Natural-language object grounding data

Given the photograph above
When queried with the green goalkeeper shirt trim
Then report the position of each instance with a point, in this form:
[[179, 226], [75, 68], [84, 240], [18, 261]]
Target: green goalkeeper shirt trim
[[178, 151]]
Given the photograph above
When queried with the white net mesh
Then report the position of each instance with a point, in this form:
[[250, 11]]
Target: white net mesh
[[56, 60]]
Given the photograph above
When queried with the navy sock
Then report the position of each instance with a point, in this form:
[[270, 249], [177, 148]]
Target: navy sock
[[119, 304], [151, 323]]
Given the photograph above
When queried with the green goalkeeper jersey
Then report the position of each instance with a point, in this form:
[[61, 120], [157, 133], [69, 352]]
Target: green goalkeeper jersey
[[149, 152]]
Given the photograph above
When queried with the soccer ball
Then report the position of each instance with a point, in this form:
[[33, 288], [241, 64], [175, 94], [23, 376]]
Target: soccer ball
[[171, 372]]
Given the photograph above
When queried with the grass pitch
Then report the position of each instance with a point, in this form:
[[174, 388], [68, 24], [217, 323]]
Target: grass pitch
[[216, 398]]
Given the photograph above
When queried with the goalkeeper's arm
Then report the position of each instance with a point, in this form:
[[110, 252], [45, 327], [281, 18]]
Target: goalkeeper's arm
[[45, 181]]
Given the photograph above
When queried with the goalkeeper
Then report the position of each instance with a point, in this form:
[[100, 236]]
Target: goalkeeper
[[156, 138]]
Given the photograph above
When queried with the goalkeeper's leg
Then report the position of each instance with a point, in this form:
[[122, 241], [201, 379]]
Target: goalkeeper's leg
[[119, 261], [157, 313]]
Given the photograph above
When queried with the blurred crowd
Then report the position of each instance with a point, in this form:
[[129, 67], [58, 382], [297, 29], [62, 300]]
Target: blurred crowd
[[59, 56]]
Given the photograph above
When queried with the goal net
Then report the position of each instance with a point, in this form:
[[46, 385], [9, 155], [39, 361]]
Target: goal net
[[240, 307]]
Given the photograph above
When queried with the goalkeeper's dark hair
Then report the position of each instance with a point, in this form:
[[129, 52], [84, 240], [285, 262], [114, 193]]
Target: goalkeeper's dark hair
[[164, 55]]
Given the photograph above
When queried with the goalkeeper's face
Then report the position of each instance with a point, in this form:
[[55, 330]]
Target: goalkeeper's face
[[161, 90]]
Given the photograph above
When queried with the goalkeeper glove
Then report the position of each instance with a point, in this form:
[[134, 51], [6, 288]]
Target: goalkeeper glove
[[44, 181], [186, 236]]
--
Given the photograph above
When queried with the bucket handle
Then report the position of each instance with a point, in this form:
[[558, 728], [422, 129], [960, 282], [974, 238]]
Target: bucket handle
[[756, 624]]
==
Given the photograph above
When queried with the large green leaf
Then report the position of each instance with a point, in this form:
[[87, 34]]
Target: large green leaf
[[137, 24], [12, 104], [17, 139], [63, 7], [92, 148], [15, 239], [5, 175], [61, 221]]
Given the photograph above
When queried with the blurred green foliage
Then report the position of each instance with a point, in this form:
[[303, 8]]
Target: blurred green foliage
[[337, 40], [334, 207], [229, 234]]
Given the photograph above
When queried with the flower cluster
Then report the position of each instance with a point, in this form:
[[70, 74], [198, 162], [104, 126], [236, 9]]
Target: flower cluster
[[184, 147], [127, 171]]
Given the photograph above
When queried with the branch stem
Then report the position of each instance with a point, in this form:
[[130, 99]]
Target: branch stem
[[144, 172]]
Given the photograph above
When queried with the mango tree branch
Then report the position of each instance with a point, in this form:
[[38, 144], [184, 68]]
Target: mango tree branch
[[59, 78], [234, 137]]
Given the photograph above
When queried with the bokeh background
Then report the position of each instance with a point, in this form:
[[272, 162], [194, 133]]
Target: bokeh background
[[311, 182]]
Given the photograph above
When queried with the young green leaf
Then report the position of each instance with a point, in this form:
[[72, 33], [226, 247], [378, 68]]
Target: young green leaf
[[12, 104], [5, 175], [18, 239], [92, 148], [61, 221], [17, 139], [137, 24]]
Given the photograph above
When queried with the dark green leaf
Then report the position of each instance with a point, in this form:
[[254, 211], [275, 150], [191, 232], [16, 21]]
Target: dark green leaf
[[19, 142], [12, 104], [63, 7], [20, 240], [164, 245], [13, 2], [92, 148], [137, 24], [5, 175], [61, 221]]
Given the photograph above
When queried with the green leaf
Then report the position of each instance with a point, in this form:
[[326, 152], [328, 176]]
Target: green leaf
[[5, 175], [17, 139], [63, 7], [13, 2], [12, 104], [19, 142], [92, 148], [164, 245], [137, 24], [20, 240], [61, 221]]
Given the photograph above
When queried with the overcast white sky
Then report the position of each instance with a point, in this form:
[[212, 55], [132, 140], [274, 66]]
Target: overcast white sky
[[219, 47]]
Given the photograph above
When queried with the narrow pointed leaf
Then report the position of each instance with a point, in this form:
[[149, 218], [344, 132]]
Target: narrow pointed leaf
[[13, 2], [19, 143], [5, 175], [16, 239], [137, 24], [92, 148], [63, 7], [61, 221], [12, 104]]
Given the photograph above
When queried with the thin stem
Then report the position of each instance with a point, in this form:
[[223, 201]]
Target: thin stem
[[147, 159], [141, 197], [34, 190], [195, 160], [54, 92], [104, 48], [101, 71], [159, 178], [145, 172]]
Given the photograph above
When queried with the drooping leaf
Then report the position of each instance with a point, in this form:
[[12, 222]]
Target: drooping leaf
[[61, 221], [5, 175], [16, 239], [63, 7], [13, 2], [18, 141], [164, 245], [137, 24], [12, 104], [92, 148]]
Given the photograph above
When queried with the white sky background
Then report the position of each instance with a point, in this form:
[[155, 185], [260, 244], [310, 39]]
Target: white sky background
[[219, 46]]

What is expected –
A verbatim transcription is needed of the lines above, starting at the line with "[[272, 162], [194, 133]]" and ending at the line with "[[212, 55], [132, 140], [274, 66]]", both included, and of nothing else.

Your solution –
[[272, 162], [194, 133]]
Target: bokeh background
[[311, 182]]
Given the photograph above
When queried with the young green leaf
Then report the position of each instance with a point, in this form:
[[72, 33], [226, 247], [378, 68]]
Target: young green leaf
[[12, 104], [5, 175], [18, 239], [92, 148], [61, 221], [17, 139], [137, 24]]
Given the photograph above
When queried with the dark green leaf
Then report the position of each instance with a point, in this form:
[[254, 211], [275, 150], [191, 232], [16, 21]]
Target: dark green leaf
[[19, 142], [12, 104], [63, 7], [20, 240], [164, 245], [13, 2], [92, 148], [137, 24], [5, 175], [61, 221]]
Given the photograph above
When queried with the green leaf
Then report the position of each instance with a point, in this form:
[[326, 152], [328, 176]]
Target: green leaf
[[5, 175], [17, 139], [63, 7], [13, 2], [12, 104], [19, 142], [92, 148], [164, 245], [137, 24], [20, 240], [61, 221]]
Given the photograph above
When queried with the overcast white sky
Then report the position of each instance with a point, in this form:
[[212, 55], [132, 140], [274, 66]]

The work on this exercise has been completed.